### What needs to be done
An identical copy of every entry below is the required output.
Top of Data
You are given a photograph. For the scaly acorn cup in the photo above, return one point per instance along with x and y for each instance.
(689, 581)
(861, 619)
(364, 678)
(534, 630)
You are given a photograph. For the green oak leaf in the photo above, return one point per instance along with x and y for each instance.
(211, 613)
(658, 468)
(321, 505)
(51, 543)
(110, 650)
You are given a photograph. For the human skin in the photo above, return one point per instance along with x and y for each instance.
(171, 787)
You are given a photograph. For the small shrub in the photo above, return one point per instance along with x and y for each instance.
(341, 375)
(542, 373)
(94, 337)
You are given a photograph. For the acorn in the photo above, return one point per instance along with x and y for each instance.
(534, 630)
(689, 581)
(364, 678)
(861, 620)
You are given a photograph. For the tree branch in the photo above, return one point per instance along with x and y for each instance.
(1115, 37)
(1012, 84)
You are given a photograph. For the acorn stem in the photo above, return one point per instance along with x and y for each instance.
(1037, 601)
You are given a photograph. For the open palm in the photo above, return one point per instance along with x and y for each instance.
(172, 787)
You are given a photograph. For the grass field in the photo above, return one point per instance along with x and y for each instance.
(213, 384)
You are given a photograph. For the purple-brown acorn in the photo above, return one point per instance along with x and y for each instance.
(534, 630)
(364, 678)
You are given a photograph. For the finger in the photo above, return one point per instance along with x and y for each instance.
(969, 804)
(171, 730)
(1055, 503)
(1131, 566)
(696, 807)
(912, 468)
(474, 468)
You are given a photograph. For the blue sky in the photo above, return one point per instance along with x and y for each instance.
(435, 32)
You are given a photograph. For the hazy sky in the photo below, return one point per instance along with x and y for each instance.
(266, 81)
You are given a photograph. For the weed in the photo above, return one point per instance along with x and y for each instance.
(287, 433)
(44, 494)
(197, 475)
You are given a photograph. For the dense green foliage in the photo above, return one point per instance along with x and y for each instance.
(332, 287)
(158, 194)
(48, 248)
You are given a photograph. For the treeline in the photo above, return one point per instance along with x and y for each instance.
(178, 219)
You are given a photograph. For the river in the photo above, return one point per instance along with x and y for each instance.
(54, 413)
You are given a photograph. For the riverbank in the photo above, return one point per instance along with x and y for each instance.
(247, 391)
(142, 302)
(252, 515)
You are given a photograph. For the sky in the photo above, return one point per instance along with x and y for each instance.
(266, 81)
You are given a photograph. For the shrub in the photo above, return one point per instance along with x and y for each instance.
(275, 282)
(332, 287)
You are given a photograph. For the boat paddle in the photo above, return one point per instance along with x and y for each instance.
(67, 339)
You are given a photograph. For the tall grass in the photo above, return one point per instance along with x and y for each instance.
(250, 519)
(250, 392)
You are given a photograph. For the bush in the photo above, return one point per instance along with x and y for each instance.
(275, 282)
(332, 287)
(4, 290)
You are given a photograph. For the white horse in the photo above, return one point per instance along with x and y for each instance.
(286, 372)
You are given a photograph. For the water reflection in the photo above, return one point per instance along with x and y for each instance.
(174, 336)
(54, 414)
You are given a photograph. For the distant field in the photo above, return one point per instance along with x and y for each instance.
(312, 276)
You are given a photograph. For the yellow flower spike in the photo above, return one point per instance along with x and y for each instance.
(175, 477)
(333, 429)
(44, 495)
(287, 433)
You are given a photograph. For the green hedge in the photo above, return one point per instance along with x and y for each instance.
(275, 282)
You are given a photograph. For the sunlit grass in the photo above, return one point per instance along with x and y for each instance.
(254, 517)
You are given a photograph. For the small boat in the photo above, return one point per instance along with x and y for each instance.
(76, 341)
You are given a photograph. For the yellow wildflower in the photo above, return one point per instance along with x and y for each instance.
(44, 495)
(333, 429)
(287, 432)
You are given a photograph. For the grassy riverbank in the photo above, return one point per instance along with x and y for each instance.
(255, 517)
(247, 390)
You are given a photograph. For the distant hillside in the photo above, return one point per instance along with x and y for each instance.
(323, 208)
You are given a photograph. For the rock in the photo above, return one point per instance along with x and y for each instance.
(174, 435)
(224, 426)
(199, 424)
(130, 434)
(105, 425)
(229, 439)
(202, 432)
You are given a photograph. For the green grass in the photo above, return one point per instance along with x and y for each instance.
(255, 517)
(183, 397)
Bottom of Data
### Task answer
You are given a photograph. For the scaly acorn cup in the photo above, return one point per instance along with x and y for each instance.
(689, 581)
(861, 619)
(364, 678)
(534, 630)
You are given a photograph. For the green oak leaf in the photo above, return one point per instance along with x and y for each instance.
(211, 613)
(658, 468)
(321, 505)
(51, 543)
(110, 650)
You are given a photograph. For the human skin in the photo above, return one point per instance along with x and y for each instance.
(171, 787)
You are given a photograph. For the small shrub in the photo above, return one point per instance along with x and y for each instance.
(341, 375)
(542, 373)
(94, 337)
You are given a photograph. For the acorn in the photo above, return one point per instance along with x and y for each instance.
(534, 630)
(689, 581)
(364, 678)
(861, 620)
You are given a photograph. For the tree branch in the photo above, return one point per instance along with x and y for each instance.
(1115, 37)
(1012, 84)
You are given a photograph. For the acorn stem in the photo above, return one point per instance along with x and y for each instance.
(1037, 601)
You are given a photograph. For the open palm in the photo above, return one point per instance along with x and y for each instance.
(172, 787)
You are given a photograph. For the grass field in the photo above, return one point per instance along with x and y for each instance.
(213, 384)
You are given a photograph. For the purple-brown acorn in the photo above, return one point per instance along with x and y for each instance.
(534, 630)
(364, 678)
You are given a photograph. For the finger in the photo above, return one point per instance along with x and y for each instance.
(969, 804)
(171, 730)
(1055, 503)
(1131, 566)
(696, 807)
(912, 468)
(474, 468)
You are given a photograph. For the blue sky in the photo above, return one point per instance along with x and y for each instance.
(435, 32)
You are given a photograph. For the hazy sky in the photo below, return one point per instance along with x and y for each instance.
(266, 81)
You are given a photograph. For the weed in the photo above, return one point per instance along with x and y for each instance.
(287, 433)
(44, 494)
(197, 475)
You are given a photograph. For the dense green foliage in the photo above, return one point per instance along with x and y for each instance.
(332, 287)
(158, 194)
(48, 248)
You are given a photograph. For the treeline in the photo above, return one point per instance along with x and y for each instance.
(178, 219)
You are given a photograph. For the river in the photo above, return one point per instance along with x and y for each instance.
(54, 413)
You are given a photograph. For the riverbank in the photo above, return one point per instance along with x and y for each instance.
(247, 391)
(142, 302)
(252, 515)
You are given a photograph. For the sky in the photo above, return one point per instance along with x and y for each instance.
(266, 81)
You are given a photograph. For the shrub in the photo above, return one point per instance along with x and y for each instance.
(275, 282)
(332, 287)
You are given a photograph. For the boat paddle in the photo above, return one point per instance along with x and y for each instance.
(67, 339)
You are given a photograph. For the tall grass in the photo above, return one point per instance along with x and y for each instance.
(250, 519)
(250, 392)
You are given a photograph. For the bush in the photo above, return one point per instance along with x and y for each instance.
(275, 282)
(332, 287)
(4, 290)
You are given a photograph. For the white horse in the photo above, return one point per instance along with x and y for each instance.
(286, 372)
You are given a photograph. For the water reflection in the photo above, return one point per instance along with x and y for each instance.
(174, 336)
(54, 414)
You are given a photograph. For the distant field in the photo above, return one point per instance along with x and y for each instance.
(312, 276)
You are given a photograph. For the yellow flower spike in the photo above, return one point per instance along with x and y for each instance.
(175, 477)
(333, 429)
(44, 495)
(287, 433)
You are given a photograph. For the green hedge in the photo above, return one point per instance along with x and y for each instance.
(275, 282)
You are given a photograph. For the sunlit grass in the photo above, return one point per instance along with x and y for each instance.
(254, 517)
You are given a photograph. For the small boat in the photo above, return one point per instance along with x and y for each instance.
(76, 341)
You are given a photograph. For the yellow wildflower in the photo above, return one point per instance along with x and y for each instance.
(44, 495)
(333, 429)
(287, 432)
You are given a photograph. For the grassy riverbank in the photo above, return one point per instance along with x and y for each instance.
(255, 517)
(247, 390)
You are given a photograph. For the distant hillside in the photo above, return one point per instance along with x and y for each instance.
(323, 208)
You are given a photograph. For the rock in the photo above, return one point per instance along with x and y for each instance.
(174, 435)
(224, 426)
(199, 424)
(130, 434)
(105, 425)
(229, 439)
(202, 432)
You are given a photograph. For the green grass in the photo above, return one point per instance along with x and y for each instance.
(255, 517)
(183, 397)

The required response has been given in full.